**Exercise goal:** Copy the lines verbatim, starting at the line that contains "Identify woman's hand." and ending at the line that contains "30 264 750 294", both included.

# # # #

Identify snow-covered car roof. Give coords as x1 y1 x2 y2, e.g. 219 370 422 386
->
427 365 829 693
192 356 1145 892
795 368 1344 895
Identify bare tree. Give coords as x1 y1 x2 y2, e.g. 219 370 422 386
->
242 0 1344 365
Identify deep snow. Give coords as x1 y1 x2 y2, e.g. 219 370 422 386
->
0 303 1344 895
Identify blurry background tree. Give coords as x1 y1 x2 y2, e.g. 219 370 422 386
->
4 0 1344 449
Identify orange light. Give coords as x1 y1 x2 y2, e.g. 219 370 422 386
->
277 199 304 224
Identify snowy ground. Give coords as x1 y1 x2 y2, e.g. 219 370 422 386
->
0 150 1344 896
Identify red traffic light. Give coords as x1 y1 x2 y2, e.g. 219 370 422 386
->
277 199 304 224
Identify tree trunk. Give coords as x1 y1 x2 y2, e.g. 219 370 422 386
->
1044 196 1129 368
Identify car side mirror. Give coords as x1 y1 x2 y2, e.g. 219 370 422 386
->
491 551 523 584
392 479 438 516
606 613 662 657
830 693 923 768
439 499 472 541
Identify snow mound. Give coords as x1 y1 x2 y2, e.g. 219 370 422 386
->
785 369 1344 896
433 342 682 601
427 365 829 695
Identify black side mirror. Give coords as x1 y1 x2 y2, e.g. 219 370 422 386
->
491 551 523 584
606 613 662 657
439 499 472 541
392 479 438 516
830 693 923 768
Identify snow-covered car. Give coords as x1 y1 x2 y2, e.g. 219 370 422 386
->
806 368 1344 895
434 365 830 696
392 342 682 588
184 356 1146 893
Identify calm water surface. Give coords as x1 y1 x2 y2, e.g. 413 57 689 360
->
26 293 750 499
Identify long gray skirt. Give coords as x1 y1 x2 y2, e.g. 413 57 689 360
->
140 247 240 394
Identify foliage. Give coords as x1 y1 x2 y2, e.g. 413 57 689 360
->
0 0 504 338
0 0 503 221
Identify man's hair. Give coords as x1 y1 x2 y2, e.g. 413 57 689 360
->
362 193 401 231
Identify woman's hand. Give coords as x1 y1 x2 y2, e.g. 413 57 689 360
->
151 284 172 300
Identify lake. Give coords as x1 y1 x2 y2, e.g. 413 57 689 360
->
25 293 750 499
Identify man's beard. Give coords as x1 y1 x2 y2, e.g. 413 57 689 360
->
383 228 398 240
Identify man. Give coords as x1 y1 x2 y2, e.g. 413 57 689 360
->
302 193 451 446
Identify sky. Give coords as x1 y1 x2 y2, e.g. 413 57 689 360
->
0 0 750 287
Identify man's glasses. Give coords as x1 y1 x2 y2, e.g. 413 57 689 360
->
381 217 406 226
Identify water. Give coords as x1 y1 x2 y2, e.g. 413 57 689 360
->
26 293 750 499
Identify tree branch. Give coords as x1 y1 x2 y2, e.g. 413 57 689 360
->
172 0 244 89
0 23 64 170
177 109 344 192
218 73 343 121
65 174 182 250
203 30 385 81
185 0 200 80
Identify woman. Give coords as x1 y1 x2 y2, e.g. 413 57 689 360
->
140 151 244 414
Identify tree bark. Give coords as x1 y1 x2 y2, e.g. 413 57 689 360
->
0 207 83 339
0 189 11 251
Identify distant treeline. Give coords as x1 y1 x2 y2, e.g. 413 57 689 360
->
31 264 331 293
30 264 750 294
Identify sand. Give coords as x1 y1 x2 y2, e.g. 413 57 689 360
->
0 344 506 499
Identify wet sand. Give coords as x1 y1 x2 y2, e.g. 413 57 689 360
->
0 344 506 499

# # # #

**Written reply:**
Identify woman's hand. Give coords as x1 y1 x2 y2, e.g. 413 57 689 360
->
151 284 172 300
Identify lake. Give coords as x1 y1 x2 y2, e.g. 413 57 689 360
->
25 293 750 499
Identify man's beard. Give coords as x1 y1 x2 y2, e.g. 413 57 689 360
->
383 228 398 240
Identify man. Give coords as x1 y1 x2 y2, e.g. 413 57 689 360
->
302 193 451 446
Identify sky. Give coords as x1 y1 x2 y2, e.g. 413 57 689 360
->
0 0 750 287
Identify man's glasses. Give coords as x1 y1 x2 y2, e.g. 413 57 689 360
->
381 217 406 226
Identify water. Give coords as x1 y1 x2 y2, e.g. 413 57 689 360
->
26 293 750 499
Identify tree branch. Give coords as x1 y1 x2 y2, e.g. 413 57 689 360
->
172 0 244 89
0 23 64 170
177 109 344 192
218 73 343 121
65 174 182 250
203 30 385 81
185 0 200 80
Identify woman. Give coords as x1 y1 x2 y2, e.g. 413 57 689 360
->
140 151 244 414
Identify tree bark. Give coords as x1 y1 x2 y2, e.g. 413 57 689 360
->
0 207 83 339
0 189 11 251
Identify distant treeline. Give coords as x1 y1 x2 y2, e.g. 413 57 689 360
->
31 264 331 293
30 264 750 294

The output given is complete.